The entire set of lines below should be copied exactly.

BEGIN Records for the task

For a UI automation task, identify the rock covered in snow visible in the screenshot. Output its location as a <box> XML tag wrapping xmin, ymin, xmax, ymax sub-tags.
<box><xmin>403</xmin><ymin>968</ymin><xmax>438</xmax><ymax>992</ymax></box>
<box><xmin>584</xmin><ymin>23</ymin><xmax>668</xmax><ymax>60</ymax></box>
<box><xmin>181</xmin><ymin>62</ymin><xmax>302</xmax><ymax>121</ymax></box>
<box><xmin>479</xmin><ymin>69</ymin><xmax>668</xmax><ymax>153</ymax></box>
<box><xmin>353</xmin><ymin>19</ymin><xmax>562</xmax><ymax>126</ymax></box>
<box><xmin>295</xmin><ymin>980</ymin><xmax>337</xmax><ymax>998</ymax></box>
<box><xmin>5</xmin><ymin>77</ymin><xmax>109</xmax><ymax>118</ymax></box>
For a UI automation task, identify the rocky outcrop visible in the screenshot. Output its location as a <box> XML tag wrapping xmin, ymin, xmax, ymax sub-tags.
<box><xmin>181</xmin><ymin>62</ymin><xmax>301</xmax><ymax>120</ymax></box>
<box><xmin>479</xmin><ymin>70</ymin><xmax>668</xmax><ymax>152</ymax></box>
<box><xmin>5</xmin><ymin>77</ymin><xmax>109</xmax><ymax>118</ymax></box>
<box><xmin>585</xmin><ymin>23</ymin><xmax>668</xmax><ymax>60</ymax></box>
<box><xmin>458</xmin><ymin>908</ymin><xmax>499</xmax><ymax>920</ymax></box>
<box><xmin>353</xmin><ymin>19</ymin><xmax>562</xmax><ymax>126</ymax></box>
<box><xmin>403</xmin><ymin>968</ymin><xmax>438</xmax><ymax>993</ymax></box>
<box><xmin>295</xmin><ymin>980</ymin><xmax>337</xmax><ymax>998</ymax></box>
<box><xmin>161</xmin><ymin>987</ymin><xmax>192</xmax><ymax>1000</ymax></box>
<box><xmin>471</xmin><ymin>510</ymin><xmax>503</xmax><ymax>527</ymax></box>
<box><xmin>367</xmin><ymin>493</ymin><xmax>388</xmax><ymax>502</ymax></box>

END Records for the task

Answer for this exercise
For a UI automation task, identify the rock covered in snow visible in the screenshot. Output its location as a <box> XML tag wrapping xmin, ymin, xmax, ymax sub-tags.
<box><xmin>403</xmin><ymin>968</ymin><xmax>438</xmax><ymax>992</ymax></box>
<box><xmin>584</xmin><ymin>23</ymin><xmax>668</xmax><ymax>60</ymax></box>
<box><xmin>181</xmin><ymin>62</ymin><xmax>302</xmax><ymax>121</ymax></box>
<box><xmin>479</xmin><ymin>69</ymin><xmax>668</xmax><ymax>153</ymax></box>
<box><xmin>353</xmin><ymin>19</ymin><xmax>562</xmax><ymax>126</ymax></box>
<box><xmin>295</xmin><ymin>980</ymin><xmax>337</xmax><ymax>998</ymax></box>
<box><xmin>5</xmin><ymin>77</ymin><xmax>109</xmax><ymax>118</ymax></box>
For a UI automation task, identify the rocky outcrop visible in the screenshot. Output its location as a <box> XML tag wrapping xmin, ymin, xmax, ymax sub-tags.
<box><xmin>181</xmin><ymin>62</ymin><xmax>301</xmax><ymax>120</ymax></box>
<box><xmin>479</xmin><ymin>70</ymin><xmax>668</xmax><ymax>152</ymax></box>
<box><xmin>5</xmin><ymin>77</ymin><xmax>109</xmax><ymax>118</ymax></box>
<box><xmin>585</xmin><ymin>23</ymin><xmax>668</xmax><ymax>60</ymax></box>
<box><xmin>458</xmin><ymin>908</ymin><xmax>499</xmax><ymax>920</ymax></box>
<box><xmin>353</xmin><ymin>19</ymin><xmax>562</xmax><ymax>126</ymax></box>
<box><xmin>403</xmin><ymin>968</ymin><xmax>438</xmax><ymax>993</ymax></box>
<box><xmin>295</xmin><ymin>980</ymin><xmax>337</xmax><ymax>998</ymax></box>
<box><xmin>161</xmin><ymin>987</ymin><xmax>192</xmax><ymax>1000</ymax></box>
<box><xmin>471</xmin><ymin>510</ymin><xmax>503</xmax><ymax>527</ymax></box>
<box><xmin>367</xmin><ymin>493</ymin><xmax>388</xmax><ymax>502</ymax></box>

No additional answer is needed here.